• _Supplied information_
· · ·

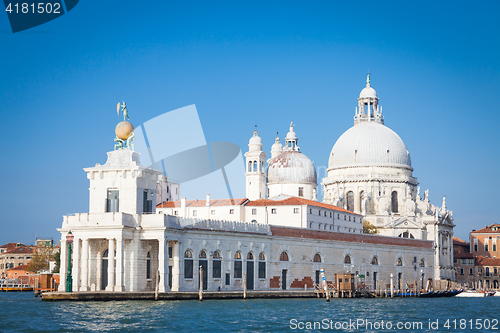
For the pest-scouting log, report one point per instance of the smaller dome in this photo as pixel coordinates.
(291, 167)
(255, 139)
(368, 92)
(277, 146)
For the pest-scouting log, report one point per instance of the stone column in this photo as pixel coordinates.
(119, 265)
(98, 275)
(85, 265)
(75, 271)
(163, 264)
(63, 266)
(176, 271)
(111, 265)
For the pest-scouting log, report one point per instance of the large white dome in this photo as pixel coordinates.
(369, 143)
(291, 167)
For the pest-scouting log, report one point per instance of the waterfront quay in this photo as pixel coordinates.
(184, 295)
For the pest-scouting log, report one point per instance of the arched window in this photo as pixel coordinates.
(238, 266)
(188, 264)
(217, 272)
(394, 201)
(148, 266)
(262, 265)
(350, 201)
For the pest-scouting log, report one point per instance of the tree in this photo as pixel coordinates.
(369, 228)
(40, 260)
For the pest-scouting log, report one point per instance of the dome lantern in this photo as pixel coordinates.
(368, 109)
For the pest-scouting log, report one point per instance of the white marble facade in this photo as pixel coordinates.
(370, 172)
(147, 244)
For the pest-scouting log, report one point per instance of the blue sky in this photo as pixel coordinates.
(435, 66)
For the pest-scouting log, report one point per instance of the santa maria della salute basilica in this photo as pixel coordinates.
(369, 173)
(279, 236)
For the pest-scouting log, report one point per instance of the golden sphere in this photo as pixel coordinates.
(123, 130)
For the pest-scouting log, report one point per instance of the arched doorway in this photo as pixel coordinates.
(104, 270)
(250, 271)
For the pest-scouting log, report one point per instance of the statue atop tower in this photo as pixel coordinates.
(124, 130)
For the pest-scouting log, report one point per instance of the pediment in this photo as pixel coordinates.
(406, 223)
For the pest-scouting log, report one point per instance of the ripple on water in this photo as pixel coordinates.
(21, 312)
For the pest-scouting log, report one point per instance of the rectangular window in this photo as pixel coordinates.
(188, 268)
(262, 269)
(113, 201)
(238, 269)
(147, 205)
(216, 269)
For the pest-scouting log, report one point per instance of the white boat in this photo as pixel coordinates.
(475, 293)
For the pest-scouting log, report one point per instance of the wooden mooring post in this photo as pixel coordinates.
(200, 293)
(244, 285)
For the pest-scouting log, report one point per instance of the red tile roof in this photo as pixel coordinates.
(458, 241)
(203, 203)
(297, 201)
(19, 268)
(291, 201)
(348, 237)
(19, 250)
(463, 255)
(483, 261)
(488, 229)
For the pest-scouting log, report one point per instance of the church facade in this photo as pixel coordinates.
(369, 172)
(279, 237)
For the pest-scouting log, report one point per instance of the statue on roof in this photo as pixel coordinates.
(124, 110)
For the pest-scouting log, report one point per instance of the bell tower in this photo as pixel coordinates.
(255, 169)
(368, 108)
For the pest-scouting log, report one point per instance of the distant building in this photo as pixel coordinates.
(13, 255)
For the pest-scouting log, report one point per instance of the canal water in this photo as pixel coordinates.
(22, 312)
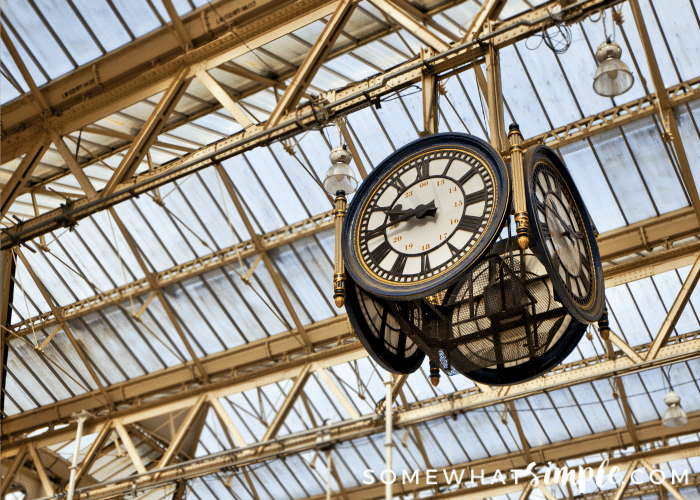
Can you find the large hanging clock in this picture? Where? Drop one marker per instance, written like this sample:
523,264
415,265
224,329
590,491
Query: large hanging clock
563,233
424,215
380,333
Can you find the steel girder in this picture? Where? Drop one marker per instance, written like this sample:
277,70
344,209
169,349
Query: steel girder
338,102
623,242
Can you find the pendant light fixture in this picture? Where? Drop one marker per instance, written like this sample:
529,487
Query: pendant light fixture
613,77
340,182
674,416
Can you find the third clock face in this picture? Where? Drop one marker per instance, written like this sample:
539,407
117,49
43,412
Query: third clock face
425,216
563,232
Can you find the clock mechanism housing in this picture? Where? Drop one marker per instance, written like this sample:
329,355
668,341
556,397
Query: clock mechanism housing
500,324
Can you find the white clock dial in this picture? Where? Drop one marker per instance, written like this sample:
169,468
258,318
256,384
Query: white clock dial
426,216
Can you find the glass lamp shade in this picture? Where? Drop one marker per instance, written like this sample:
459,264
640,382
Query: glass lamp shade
612,77
674,416
340,176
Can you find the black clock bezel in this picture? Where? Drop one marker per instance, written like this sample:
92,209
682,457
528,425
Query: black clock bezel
591,310
375,346
383,173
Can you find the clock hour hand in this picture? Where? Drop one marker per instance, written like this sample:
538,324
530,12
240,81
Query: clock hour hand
420,212
401,215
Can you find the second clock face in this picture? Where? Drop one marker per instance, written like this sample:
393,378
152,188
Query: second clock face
424,213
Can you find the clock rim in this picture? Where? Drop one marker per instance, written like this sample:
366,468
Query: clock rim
358,322
533,367
354,263
594,310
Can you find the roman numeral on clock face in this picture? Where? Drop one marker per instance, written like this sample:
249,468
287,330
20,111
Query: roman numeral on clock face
470,223
467,176
399,264
475,197
397,184
422,169
424,264
378,254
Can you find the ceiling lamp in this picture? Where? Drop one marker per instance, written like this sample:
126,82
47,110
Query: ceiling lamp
613,77
674,416
340,181
340,177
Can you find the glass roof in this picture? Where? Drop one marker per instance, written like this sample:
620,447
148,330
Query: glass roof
625,174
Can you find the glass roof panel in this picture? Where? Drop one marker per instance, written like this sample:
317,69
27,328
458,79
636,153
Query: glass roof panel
631,324
139,17
38,40
551,86
653,159
623,175
103,22
70,31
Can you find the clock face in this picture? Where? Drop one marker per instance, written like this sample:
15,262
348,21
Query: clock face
563,233
424,215
379,331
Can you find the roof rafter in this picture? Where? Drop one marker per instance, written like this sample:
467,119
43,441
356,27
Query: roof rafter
313,61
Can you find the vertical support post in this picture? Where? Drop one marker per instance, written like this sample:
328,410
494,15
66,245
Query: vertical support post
339,275
495,98
81,418
522,223
430,110
389,442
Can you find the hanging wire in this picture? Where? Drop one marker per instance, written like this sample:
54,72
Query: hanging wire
557,38
601,18
24,294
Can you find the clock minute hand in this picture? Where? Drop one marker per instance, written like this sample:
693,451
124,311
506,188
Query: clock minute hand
420,210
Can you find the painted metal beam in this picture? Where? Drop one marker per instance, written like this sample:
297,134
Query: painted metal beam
245,360
313,61
22,175
136,252
150,131
128,75
57,313
677,308
224,98
159,389
404,17
489,11
287,404
180,31
41,104
340,102
555,453
72,165
652,233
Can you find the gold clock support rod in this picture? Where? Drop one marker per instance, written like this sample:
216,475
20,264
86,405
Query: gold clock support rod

· · ·

• _Exercise instructions_
Copy every record character for character. Skip the pictures.

• _Problem solution_
For the pest-scouting log, report one point per instance of the smaller dome in this photo as pixel coordinates.
(291, 167)
(255, 139)
(368, 92)
(277, 146)
For the pest-scouting log, report one point per instance of the stone column in this photo as pixel coordinates.
(119, 265)
(98, 275)
(85, 265)
(75, 271)
(163, 264)
(63, 266)
(176, 271)
(111, 265)
For the pest-scouting log, report one point per instance of the large white dome in this photo as pixel coordinates.
(369, 143)
(291, 167)
For the pest-scouting log, report one point per instance of the waterfront quay in this photo as pixel coordinates.
(184, 295)
For the pest-scouting log, report one point per instance of the arched window in this photo as pixel coordinates.
(238, 266)
(188, 264)
(217, 272)
(394, 201)
(148, 266)
(262, 265)
(350, 201)
For the pest-scouting log, report one point per instance of the tree in this photo as pixel coordinates.
(369, 228)
(40, 260)
For the pest-scouting log, report one point per instance of the dome lantern in this photo as pixel coordinates.
(368, 109)
For the pest-scouting log, report one point per instance of the white marble facade in this photo as pixel coordinates.
(370, 172)
(147, 244)
For the pest-scouting log, report one point per instance of the blue sky in this photo as pixel coordinates.
(435, 66)
For the pest-scouting log, report one point per instance of the santa maria della salute basilica in this photo as pixel coordinates.
(369, 173)
(279, 236)
For the pest-scouting log, report one point per instance of the golden sphere in this photo as pixel coordinates.
(123, 130)
For the pest-scouting log, report one point per instance of the arched doorway in this photo as pixel coordinates.
(104, 270)
(250, 271)
For the pest-scouting log, report one point per instance of the statue atop tower in this photo as pixel coordinates.
(124, 130)
For the pest-scouting log, report one point per instance of the pediment in this photo as pixel coordinates.
(406, 223)
For the pest-scouting log, report one point per instance of the ripple on water in this photo as pixel coordinates.
(21, 312)
For the pest-scouting log, report one point per instance of the rectangular window in this photo as pixel coordinates.
(188, 268)
(262, 269)
(113, 201)
(238, 269)
(147, 205)
(216, 269)
For the pest-scouting log, report one point per instance of the white boat in this photo as pixel coordinates.
(475, 293)
For the pest-scouting log, report one point per instance of the wooden mooring post in this photo as pixel coordinates.
(200, 293)
(244, 285)
For the pest-scouting log, report one point per instance of the red tile roof in this photo as pixel coordinates.
(458, 241)
(203, 203)
(297, 201)
(19, 268)
(291, 201)
(348, 237)
(19, 250)
(463, 255)
(483, 261)
(488, 229)
For the pest-scouting log, report one point per instance of the church facade in this photo as pixel coordinates.
(369, 172)
(279, 237)
For the pest-scouting log, report one point per instance of the statue on roof in this photo as pixel coordinates.
(124, 110)
For the pest-scouting log, report one point per instance of the bell tower in this photo as pixel coordinates.
(255, 169)
(368, 108)
For the pest-scouting log, report one point per instance of the distant building in this photo as pixel coordinates.
(13, 255)
For the pest-scouting log, report one point per instance of the canal water in this photo as pixel coordinates.
(22, 312)
Can you find the large hanging clock in this picture? Where? Drop one marker per instance, written like this sample:
523,264
415,265
224,329
590,491
Query: large hanging clock
563,233
424,215
380,333
Can you find the steel girder in this picture? Where? Drop one marker per instance, written like this sample:
277,70
344,209
169,349
Query: steel girder
338,102
623,242
Can you find the pendant light fixture in this picture? Where? Drop one marker per instance, written like this sample:
529,487
Query: pendant light fixture
613,77
340,182
674,416
Can you find the third clock face in this picture? Where? Drop one marker per instance, written like this sample:
539,407
117,49
43,412
Query: third clock face
425,216
563,232
Can you find the clock mechanism housing in this picture? Where? Drop one marker per instance, written like this sample:
329,355
668,341
556,397
Query: clock mechanism housing
500,324
Can you find the white clock dial in this picture? Where? Drop one marker per instance, written like this sample:
169,468
258,318
256,384
Query: white clock dial
426,216
Can you find the glass lamp shade in this picture? Where? Drop one marker per instance, written like this sample:
459,264
640,382
Query: glass lamp shade
612,77
674,416
340,176
Can you find the black clock bezel in this picture? Where? Drop one marker per instance, written like this sample:
92,209
682,457
528,425
Query: black clock bezel
591,310
375,346
383,173
Can you find the clock hour hand in this picture? Where? Drop one marker per instance, written like this sample:
538,324
530,12
240,81
Query: clock hour hand
420,212
401,215
Can you find the second clock face in this picture? Where? Drop one marker per instance, written like this sample:
393,378
152,188
Query: second clock face
424,213
Can you find the clock rim in this picture? Where? Drop one marker per instance, written like this sample:
366,468
Query: clock rim
358,322
533,367
354,263
594,310
Can you find the roman numeral on clock face in this picture? Where? Drop one marker per instance, written like this sample:
249,468
287,330
20,111
Query: roman numeral on clock face
470,223
467,176
399,264
475,197
397,184
422,169
424,264
378,254
Can you find the ceiling lamp in this picture? Where? Drop one marker per instance, written like this sample:
126,82
47,110
Query: ceiling lamp
613,77
674,416
340,181
340,177
Can you find the glass roof in this picture? Where? Drop one marker per instance, written like this sample:
620,447
148,330
Query: glass roof
625,174
Can you find the glass roof panel in this picture? Where? Drop one marker per instance, written like this sample:
317,69
27,328
458,79
636,153
Query: glass roof panel
631,324
139,17
38,40
551,86
653,159
623,175
103,22
70,31
Can you find the clock face in this picture? Where? Drop one marker per instance, written like this sample:
15,262
348,21
Query: clock face
563,233
424,215
379,331
Can you find the roof rafter in this picture? Where? Drop one marker per instance, written like this sample:
467,119
43,441
356,27
Query: roof rafter
313,61
Can you find the vertical support post in this picture? Where? Drop one marker per instance, written like this sample:
328,410
494,15
66,245
Query: vertical support post
339,275
495,98
81,418
522,223
430,110
389,442
Can you find the hanging wire in this picture? Where? Drop one marker per instance, written like this sample:
54,72
Query: hanging wire
557,38
601,18
24,294
Can you find the clock minute hand in this picture? Where? Drop one marker per instance, written like this sample:
693,451
124,311
506,188
Query: clock minute hand
420,210
Can you find the painted metal beam in this picture? Where? Drop one marker per instance, written like this sample:
297,134
Query: painted metal beam
245,360
313,61
22,175
136,252
150,131
128,75
57,313
677,308
224,98
159,389
404,17
489,11
287,404
180,31
41,104
340,102
555,453
72,165
652,233
Can you find the gold clock support rod in this picture? Where? Drop one marker per instance, written like this sample:
216,475
20,264
86,405
Query: gold clock support rod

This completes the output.